◆ ASSIGNED TASK
Give back every entry below, exactly as written.

◆ GIVEN RECORDS

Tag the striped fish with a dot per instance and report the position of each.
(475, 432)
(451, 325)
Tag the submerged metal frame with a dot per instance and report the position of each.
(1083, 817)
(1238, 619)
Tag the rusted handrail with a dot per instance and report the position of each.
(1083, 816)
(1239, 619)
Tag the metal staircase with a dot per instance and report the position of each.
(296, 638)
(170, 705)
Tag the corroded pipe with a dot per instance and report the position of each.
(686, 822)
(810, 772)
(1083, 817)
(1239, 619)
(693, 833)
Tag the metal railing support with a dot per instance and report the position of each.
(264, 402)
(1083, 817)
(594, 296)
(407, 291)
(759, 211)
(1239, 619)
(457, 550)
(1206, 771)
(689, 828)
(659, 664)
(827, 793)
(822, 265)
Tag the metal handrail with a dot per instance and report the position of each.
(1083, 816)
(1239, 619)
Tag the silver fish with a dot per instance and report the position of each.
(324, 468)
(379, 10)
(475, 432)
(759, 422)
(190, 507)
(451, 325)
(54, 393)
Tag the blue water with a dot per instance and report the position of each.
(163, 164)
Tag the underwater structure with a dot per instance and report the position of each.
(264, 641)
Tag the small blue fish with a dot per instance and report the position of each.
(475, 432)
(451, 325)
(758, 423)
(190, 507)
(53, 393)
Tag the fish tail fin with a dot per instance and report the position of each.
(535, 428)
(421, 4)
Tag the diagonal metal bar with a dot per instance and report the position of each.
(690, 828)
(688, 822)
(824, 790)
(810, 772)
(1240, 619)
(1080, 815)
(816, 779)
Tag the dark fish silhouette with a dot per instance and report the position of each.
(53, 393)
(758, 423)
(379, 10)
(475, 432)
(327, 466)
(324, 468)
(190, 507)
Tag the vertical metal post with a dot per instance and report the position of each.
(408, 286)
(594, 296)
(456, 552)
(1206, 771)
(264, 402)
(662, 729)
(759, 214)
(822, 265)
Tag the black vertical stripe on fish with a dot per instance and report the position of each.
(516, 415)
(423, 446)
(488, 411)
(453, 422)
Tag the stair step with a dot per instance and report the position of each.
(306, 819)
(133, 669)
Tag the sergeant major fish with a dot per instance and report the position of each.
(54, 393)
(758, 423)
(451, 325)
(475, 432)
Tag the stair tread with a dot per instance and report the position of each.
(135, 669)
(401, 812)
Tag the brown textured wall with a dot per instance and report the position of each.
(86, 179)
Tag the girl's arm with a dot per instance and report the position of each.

◆ TASK OUTPUT
Tag the striped fish with a dot per instance and report the position of each.
(475, 432)
(451, 325)
Tag the submerged metal frame with a dot per instance and report the position of each.
(1083, 817)
(1238, 619)
Tag the rusted handrail with a dot per instance and report the position of each.
(1083, 816)
(1239, 619)
Tag the metal staircase with a dot per instance and report the position of each.
(296, 638)
(170, 705)
Tag the corroded pipe with a dot per instance and report the position of each.
(686, 822)
(810, 772)
(1083, 817)
(1239, 619)
(693, 833)
Tag the metal railing support with a dot per instance and report the position of each.
(264, 402)
(1083, 817)
(594, 296)
(407, 291)
(759, 211)
(1239, 619)
(457, 550)
(1206, 771)
(689, 828)
(659, 664)
(827, 793)
(822, 265)
Tag the metal handrail with a dot per instance and report the position of each.
(1083, 816)
(1239, 619)
Tag the silver fish with a dot per instance and report the position of each.
(324, 468)
(379, 10)
(475, 432)
(759, 422)
(190, 507)
(451, 325)
(54, 393)
Tag the blue water with a dot per instance and report the position of each.
(163, 164)
Tag the underwater structure with a dot per instance and report the position of each.
(264, 641)
Tag the small blue fish with a dot per instance and report the position of each.
(475, 432)
(451, 325)
(758, 423)
(190, 507)
(53, 393)
Tag the fish tail fin with a dot per instance and report the position of each.
(535, 428)
(421, 4)
Tag the diagonal metal bar with a dot per instance and report the position of each.
(690, 828)
(688, 822)
(824, 790)
(810, 772)
(1240, 619)
(1080, 815)
(816, 779)
Tag the dark fish silhouette with a dot per instance and report the position of each.
(53, 393)
(758, 423)
(379, 10)
(475, 432)
(327, 466)
(324, 468)
(190, 507)
Tag the vertical metal post with a dot per instance and report the position of each.
(408, 286)
(594, 296)
(456, 552)
(1206, 771)
(264, 402)
(662, 729)
(759, 214)
(822, 265)
Tag the black vertical stripe on fish with a dot per instance and report the position of each.
(516, 415)
(423, 446)
(488, 411)
(453, 422)
Tag the stair step with a dot per instance and report the position of each.
(306, 819)
(133, 669)
Tag the sergeant major fish with a dot per instance and report the position of each.
(54, 393)
(758, 423)
(451, 325)
(475, 432)
Tag the stair tread with a dot per instance and report the position of each.
(135, 669)
(401, 812)
Tag the brown textured wall with a dot per instance and report the position of each.
(86, 179)
Tag the girl's arm with a dot per instance and report the position of each.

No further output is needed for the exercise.